— Start of Provided material —

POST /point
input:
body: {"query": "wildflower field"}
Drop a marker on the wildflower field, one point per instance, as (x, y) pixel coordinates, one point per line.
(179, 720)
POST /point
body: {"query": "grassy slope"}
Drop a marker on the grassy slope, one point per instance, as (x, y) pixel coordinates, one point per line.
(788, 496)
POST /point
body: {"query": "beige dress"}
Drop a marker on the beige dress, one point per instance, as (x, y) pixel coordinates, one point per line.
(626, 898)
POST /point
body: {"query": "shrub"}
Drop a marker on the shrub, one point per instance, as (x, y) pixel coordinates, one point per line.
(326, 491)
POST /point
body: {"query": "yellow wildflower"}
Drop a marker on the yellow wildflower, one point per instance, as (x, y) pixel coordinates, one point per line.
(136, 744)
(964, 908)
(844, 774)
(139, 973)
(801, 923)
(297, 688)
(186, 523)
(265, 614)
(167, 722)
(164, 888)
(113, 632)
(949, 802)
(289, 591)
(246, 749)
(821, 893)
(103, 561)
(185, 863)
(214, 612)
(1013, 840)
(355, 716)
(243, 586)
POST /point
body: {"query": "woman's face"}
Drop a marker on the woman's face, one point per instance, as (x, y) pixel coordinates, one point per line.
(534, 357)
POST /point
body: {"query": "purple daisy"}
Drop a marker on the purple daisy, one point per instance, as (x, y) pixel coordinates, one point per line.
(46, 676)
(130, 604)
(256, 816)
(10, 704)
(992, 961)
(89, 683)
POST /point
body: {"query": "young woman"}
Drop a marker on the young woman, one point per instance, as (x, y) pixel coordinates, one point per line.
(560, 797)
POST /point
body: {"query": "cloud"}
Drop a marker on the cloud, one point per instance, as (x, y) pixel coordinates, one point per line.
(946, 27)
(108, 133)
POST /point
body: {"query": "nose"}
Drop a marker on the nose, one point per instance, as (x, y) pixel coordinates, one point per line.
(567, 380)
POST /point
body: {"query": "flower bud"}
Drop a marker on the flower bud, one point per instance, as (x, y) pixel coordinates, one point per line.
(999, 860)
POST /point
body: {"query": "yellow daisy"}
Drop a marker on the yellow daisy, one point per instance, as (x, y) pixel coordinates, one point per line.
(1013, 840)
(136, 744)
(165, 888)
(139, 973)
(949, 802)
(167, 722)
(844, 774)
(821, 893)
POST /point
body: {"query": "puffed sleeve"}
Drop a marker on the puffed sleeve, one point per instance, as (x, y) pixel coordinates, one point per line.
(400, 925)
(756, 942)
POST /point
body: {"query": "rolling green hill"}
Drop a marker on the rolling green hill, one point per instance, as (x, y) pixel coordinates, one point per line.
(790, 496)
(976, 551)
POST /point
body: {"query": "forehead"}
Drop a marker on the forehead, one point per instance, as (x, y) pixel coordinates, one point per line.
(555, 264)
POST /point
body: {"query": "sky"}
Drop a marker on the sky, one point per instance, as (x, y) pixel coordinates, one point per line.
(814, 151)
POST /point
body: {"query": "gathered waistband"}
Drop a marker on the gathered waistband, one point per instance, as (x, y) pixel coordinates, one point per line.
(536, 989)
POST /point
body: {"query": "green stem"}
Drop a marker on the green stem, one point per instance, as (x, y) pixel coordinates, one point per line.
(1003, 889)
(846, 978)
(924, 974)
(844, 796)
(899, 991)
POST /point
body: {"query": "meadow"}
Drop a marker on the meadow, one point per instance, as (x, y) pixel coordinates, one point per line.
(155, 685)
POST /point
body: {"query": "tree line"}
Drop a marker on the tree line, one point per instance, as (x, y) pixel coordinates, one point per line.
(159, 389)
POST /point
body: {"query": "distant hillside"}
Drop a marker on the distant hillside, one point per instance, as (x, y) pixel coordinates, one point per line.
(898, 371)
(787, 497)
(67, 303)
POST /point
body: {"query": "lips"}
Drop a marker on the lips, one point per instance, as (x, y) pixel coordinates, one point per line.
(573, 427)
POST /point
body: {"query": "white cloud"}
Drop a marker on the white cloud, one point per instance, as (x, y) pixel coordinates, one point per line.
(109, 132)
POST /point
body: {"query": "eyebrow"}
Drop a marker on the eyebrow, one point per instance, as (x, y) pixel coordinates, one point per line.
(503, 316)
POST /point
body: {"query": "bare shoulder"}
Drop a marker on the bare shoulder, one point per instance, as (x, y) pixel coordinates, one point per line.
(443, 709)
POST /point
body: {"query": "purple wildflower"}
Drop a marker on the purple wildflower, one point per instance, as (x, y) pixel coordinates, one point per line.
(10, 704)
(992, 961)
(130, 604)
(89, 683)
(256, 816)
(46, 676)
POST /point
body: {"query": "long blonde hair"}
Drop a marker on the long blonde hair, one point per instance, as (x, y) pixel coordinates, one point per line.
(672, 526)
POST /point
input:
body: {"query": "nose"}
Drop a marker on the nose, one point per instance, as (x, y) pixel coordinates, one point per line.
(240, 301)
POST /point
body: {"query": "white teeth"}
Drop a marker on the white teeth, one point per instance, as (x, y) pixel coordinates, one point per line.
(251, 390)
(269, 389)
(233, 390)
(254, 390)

— End of Provided material —

**Exercise description:** All of the entries need to be reproduced exactly; please write them out.

**Exercise response:**
POST /point
input:
body: {"query": "wildflower field"}
Drop a marker on the wildflower field, one point per instance, as (x, y) pixel coordinates, one point per line.
(179, 720)
POST /point
body: {"query": "grassy slope"}
Drop a marker on the grassy slope, one point per instance, as (x, y) pixel coordinates, one point per line.
(788, 496)
POST /point
body: {"query": "beige dress"}
Drop a marker on the beige dress, one point per instance, as (x, y) pixel coordinates, one point per line.
(626, 898)
POST /point
body: {"query": "shrub"}
Drop a marker on the shrub, one point per instance, as (x, y) pixel coordinates, one point per line.
(326, 491)
POST /point
body: {"query": "yellow wildflower"}
Drop a marker on the yellow wildflower, one point per instance, as (x, y) pixel coordinates, one point per line.
(136, 744)
(964, 908)
(844, 774)
(139, 973)
(801, 923)
(297, 688)
(186, 523)
(265, 614)
(167, 722)
(164, 888)
(113, 632)
(949, 802)
(289, 591)
(246, 749)
(821, 893)
(103, 561)
(185, 863)
(214, 612)
(1013, 840)
(355, 716)
(243, 586)
POST /point
body: {"query": "woman's face"}
Drop a marker on the woman's face, one point per instance, as (x, y) pixel coordinates, one point per line.
(534, 357)
POST /point
body: {"query": "purple daisy"}
Drop a marker on the purple daisy, one point per instance, as (x, y) pixel coordinates, one point per line.
(46, 676)
(130, 604)
(256, 816)
(10, 704)
(992, 961)
(89, 683)
POST /point
body: {"query": "young woman"}
Drop a marker on the young woman, one point per instance, as (x, y) pixel coordinates, one point per line.
(560, 797)
POST /point
body: {"query": "cloud"}
Drop a marker on the cloud, one point per instance, as (x, y) pixel coordinates, one point per line.
(946, 27)
(108, 133)
POST /point
body: {"query": "nose"}
Drop a marker on the nose, one point per instance, as (x, y) pixel coordinates, one point per line.
(567, 380)
POST /point
body: {"query": "flower bud"}
Drop a marker on the flower bud, one point per instance, as (x, y) pixel coordinates, one point per line.
(999, 860)
POST /point
body: {"query": "yellow daisy"}
Drop a marker on the yellow daisy, one point per instance, as (x, y) pixel coordinates, one point per line.
(1013, 840)
(136, 744)
(165, 888)
(139, 973)
(949, 802)
(167, 722)
(844, 774)
(821, 893)
POST /point
body: {"query": "puffed sleeve"}
Drop a marker on the puffed sleeve, one point per instance, as (x, y) pixel coordinates, one point per line.
(400, 925)
(756, 942)
POST /point
body: {"query": "rolling green hill"}
Drop a marker on the rolling green hill, one point per instance, as (x, y) pixel coordinates, one point per line.
(790, 496)
(976, 551)
POST /point
body: {"query": "forehead"}
Drop a marker on the forehead, one point per instance, as (x, y) pixel coordinates, one point per line.
(555, 264)
POST /point
body: {"query": "sky"}
Drop a marker on the sky, one point per instance, as (x, y) pixel coordinates, one point per line.
(814, 151)
POST /point
body: {"query": "gathered waistband"}
Drop a marker on the gathered waistband, one point per instance, as (x, y) pixel coordinates, one point per line.
(536, 989)
POST /point
body: {"query": "green stem"}
Drop a marker on the green stem, one point per instance, as (x, y) pixel coordinates, one point per line.
(1003, 889)
(846, 978)
(924, 974)
(844, 796)
(899, 991)
POST /point
body: {"query": "meadow"}
Drop a marker on the meadow, one point per instance, as (x, y) pixel coordinates, one point per line.
(155, 685)
POST /point
body: {"query": "tree line"}
Drop a marker on the tree line, one point per instance, as (x, y) pixel coordinates, one point per line.
(159, 389)
POST /point
body: {"query": "distant hillside"}
Drop a marker on the distant hillside, one point per instance, as (x, y) pixel coordinates, one point per line.
(898, 371)
(787, 497)
(67, 303)
POST /point
body: {"query": "lips"}
Drop a marker on the lips, one point per instance, as (x, y) pixel coordinates, one point per line.
(573, 427)
POST /point
body: {"query": "white cloud"}
Drop a marker on the white cloud, one point per instance, as (x, y) pixel coordinates, one point per line.
(109, 132)
POST /point
body: {"query": "eyebrow"}
Drop a marker on the eyebrow, one point per instance, as (x, y) pixel coordinates, one point per line.
(503, 316)
POST /point
body: {"query": "bare shoulder"}
Drop a marker on the bare shoulder, one point per instance, as (x, y) pixel coordinates, one point per line.
(443, 709)
POST /point
body: {"query": "purple wildflower"}
Drop a marker on the purple wildflower, one point per instance, as (x, y) pixel coordinates, one point per line.
(10, 704)
(992, 961)
(130, 604)
(89, 683)
(256, 816)
(46, 676)
POST /point
body: {"query": "long blonde hair"}
Drop a marker on the long blonde hair, one point per instance, as (x, y) pixel coordinates, one point per line.
(672, 526)
POST /point
input:
body: {"query": "nose"}
Drop a marker on the nose, one point per instance, as (x, y) pixel coordinates, one point per line.
(240, 301)
POST /point
body: {"query": "white teeth"}
Drop a marker on the white teeth, one point per instance, as (x, y) pixel coordinates, one point per line.
(251, 390)
(269, 389)
(233, 390)
(254, 390)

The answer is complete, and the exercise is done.